• [Data items]:
++++++
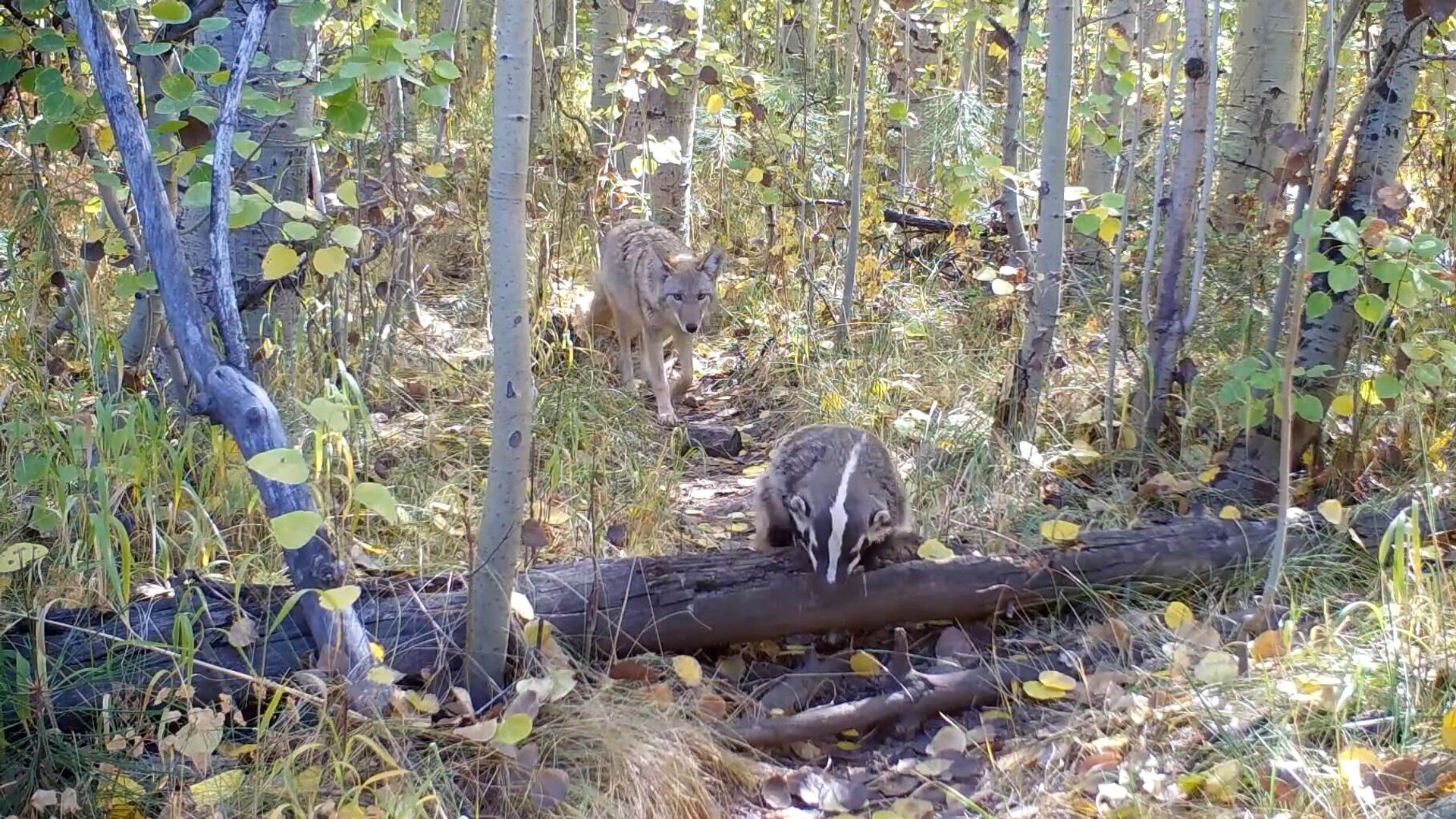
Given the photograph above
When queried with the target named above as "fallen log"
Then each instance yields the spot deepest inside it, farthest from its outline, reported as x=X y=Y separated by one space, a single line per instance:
x=618 y=607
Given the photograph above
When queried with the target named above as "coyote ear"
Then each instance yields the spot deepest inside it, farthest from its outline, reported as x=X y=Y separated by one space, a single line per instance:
x=712 y=262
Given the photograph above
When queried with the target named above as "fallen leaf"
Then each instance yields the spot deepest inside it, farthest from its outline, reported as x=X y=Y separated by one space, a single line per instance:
x=688 y=670
x=864 y=665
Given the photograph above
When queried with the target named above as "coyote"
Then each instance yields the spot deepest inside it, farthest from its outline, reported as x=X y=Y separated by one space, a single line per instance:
x=648 y=286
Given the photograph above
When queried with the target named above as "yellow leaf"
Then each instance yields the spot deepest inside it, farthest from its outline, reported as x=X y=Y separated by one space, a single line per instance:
x=1449 y=730
x=216 y=790
x=688 y=670
x=1332 y=510
x=329 y=261
x=19 y=556
x=514 y=729
x=1267 y=646
x=280 y=261
x=935 y=551
x=348 y=193
x=1040 y=691
x=1060 y=531
x=864 y=664
x=1216 y=667
x=1177 y=614
x=1056 y=681
x=340 y=598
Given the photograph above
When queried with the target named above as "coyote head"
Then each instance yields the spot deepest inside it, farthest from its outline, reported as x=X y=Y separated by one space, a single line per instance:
x=691 y=287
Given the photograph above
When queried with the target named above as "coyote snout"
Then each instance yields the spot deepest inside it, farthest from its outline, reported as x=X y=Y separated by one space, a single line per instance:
x=653 y=284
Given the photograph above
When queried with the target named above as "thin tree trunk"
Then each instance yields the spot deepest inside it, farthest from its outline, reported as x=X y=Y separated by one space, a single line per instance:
x=856 y=174
x=1264 y=91
x=513 y=400
x=1254 y=463
x=1011 y=137
x=663 y=117
x=1030 y=369
x=1166 y=331
x=231 y=398
x=606 y=69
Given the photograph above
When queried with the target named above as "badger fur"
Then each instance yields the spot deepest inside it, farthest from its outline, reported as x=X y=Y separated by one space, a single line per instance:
x=833 y=491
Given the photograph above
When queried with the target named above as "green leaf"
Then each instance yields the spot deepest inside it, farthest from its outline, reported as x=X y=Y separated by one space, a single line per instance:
x=1310 y=409
x=299 y=231
x=171 y=12
x=296 y=528
x=347 y=117
x=57 y=105
x=1370 y=306
x=308 y=14
x=1343 y=278
x=199 y=196
x=202 y=60
x=347 y=235
x=178 y=86
x=446 y=71
x=131 y=283
x=284 y=465
x=61 y=137
x=334 y=416
x=338 y=599
x=1386 y=387
x=49 y=41
x=378 y=499
x=436 y=96
x=1318 y=305
x=1087 y=223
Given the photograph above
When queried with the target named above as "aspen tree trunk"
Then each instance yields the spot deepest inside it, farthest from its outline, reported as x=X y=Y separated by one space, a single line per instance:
x=544 y=66
x=1098 y=162
x=1166 y=330
x=1264 y=91
x=606 y=69
x=864 y=33
x=663 y=117
x=1030 y=369
x=1254 y=463
x=492 y=577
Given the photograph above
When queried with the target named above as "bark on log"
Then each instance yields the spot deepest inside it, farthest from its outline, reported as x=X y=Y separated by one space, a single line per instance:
x=623 y=607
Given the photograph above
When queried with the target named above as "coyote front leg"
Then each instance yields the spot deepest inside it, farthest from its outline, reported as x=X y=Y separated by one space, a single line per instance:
x=657 y=375
x=683 y=343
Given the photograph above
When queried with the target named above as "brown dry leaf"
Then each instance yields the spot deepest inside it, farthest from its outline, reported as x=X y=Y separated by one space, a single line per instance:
x=712 y=706
x=1101 y=761
x=948 y=741
x=1267 y=646
x=632 y=670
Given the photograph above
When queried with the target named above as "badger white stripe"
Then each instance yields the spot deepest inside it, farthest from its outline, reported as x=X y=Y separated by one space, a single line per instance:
x=837 y=515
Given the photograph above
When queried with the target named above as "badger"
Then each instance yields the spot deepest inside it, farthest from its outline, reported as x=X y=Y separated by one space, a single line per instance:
x=833 y=491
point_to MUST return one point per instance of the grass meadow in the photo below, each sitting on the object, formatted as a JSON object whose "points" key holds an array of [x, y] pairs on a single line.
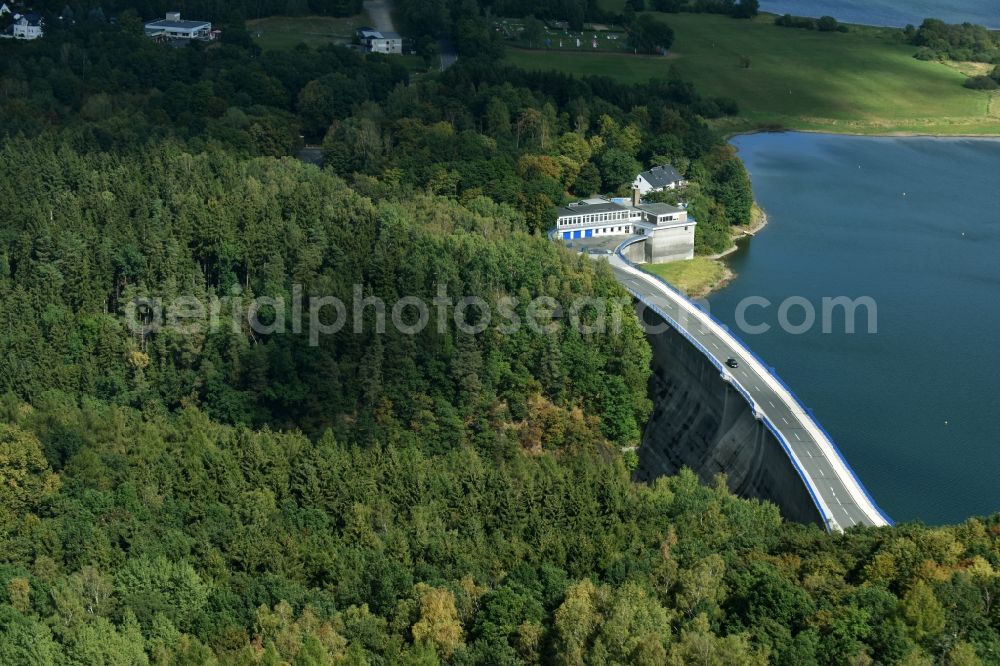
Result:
{"points": [[864, 81]]}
++++++
Return only the number of lines in the data above that include the word "coyote".

5